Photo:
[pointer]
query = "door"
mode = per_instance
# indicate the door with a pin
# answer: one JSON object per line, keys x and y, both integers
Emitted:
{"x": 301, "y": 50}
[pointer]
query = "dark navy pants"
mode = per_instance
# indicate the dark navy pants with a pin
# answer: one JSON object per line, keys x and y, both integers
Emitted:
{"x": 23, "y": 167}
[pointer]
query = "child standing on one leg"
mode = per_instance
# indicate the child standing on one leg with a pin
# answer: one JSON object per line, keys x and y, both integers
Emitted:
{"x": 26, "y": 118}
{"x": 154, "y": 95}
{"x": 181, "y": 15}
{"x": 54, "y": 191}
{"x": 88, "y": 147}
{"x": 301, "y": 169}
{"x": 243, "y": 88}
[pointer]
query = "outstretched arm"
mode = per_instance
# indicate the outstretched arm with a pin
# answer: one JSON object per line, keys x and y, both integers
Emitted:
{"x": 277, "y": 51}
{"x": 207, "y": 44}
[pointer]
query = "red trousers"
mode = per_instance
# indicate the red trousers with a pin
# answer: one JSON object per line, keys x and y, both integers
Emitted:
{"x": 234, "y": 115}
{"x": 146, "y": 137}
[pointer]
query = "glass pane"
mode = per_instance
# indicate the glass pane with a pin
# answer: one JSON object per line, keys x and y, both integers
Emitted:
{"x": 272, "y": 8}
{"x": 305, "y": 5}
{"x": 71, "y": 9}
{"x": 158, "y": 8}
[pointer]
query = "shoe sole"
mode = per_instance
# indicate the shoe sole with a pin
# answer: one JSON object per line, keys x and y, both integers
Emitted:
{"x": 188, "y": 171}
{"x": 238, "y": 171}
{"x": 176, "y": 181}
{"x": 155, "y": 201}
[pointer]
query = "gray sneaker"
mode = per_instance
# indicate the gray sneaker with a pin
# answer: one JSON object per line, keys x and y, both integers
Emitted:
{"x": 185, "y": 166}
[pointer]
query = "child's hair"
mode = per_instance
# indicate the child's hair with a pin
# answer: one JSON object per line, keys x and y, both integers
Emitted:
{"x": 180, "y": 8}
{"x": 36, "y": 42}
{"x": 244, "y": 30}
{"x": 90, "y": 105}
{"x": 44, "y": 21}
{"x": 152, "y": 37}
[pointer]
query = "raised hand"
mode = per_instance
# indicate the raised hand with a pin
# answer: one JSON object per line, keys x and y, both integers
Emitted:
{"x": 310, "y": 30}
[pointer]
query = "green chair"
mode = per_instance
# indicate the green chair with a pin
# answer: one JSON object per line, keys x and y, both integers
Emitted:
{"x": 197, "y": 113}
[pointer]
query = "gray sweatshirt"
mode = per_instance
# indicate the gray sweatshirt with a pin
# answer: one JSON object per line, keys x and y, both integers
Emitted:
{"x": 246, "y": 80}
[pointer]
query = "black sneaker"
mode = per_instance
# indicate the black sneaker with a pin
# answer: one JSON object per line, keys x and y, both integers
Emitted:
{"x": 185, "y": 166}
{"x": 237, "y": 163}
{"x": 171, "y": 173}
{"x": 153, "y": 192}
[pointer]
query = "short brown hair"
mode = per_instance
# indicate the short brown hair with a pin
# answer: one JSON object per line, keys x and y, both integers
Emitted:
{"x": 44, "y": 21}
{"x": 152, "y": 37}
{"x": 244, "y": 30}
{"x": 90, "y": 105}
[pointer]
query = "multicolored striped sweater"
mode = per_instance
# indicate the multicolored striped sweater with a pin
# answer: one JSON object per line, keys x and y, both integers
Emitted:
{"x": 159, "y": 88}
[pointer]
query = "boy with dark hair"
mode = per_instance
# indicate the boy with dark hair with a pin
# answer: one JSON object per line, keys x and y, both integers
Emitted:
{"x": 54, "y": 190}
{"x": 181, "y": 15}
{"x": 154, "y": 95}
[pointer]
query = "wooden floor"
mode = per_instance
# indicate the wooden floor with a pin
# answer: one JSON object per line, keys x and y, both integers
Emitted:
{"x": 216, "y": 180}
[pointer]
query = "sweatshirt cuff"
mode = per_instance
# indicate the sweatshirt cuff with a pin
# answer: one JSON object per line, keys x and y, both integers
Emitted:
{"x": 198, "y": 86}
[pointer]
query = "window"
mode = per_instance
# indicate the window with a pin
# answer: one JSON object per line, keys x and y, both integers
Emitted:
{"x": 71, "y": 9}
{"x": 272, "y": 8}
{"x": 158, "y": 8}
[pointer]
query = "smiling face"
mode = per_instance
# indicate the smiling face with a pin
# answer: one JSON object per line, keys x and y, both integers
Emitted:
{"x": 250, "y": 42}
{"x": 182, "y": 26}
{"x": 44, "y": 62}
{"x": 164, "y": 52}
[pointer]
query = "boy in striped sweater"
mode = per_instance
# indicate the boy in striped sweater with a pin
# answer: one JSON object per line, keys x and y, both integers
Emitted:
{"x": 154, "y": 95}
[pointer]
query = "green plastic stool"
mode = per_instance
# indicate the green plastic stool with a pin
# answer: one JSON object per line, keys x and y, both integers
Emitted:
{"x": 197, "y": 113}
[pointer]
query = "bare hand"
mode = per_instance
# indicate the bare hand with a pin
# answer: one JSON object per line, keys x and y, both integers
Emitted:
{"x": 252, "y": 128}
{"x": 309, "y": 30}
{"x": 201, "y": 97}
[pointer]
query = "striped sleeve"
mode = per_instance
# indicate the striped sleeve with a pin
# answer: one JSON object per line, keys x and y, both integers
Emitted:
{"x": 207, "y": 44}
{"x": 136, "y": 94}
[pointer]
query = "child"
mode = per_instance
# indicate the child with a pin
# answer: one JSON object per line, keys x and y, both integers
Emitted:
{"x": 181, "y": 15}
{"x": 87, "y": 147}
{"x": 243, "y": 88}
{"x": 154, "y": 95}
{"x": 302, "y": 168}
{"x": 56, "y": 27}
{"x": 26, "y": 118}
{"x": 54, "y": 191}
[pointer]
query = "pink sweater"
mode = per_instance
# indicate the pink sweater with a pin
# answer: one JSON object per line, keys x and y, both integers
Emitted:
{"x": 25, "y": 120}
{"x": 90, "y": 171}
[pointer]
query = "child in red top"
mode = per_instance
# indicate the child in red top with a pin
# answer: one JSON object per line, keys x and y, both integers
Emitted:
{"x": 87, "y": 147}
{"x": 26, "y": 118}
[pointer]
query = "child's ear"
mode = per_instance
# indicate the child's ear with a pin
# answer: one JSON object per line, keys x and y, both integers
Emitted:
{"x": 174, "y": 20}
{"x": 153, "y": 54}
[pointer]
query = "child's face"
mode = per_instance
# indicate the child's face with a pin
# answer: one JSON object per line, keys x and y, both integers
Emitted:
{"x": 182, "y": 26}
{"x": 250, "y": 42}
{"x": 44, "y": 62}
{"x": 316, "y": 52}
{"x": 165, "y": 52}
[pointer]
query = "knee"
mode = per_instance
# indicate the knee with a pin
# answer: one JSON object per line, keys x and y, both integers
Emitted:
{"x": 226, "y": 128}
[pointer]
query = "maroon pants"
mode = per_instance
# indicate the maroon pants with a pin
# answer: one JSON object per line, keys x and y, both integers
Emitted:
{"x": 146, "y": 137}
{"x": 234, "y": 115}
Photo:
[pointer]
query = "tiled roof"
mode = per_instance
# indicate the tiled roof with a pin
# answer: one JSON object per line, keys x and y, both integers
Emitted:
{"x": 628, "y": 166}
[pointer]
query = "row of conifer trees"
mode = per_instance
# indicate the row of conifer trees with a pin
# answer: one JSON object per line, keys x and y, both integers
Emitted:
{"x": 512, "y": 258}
====
### Directions for this task
Please report how many lines in the data above contain the string "outstretched", giving the number alone.

### Complete answer
2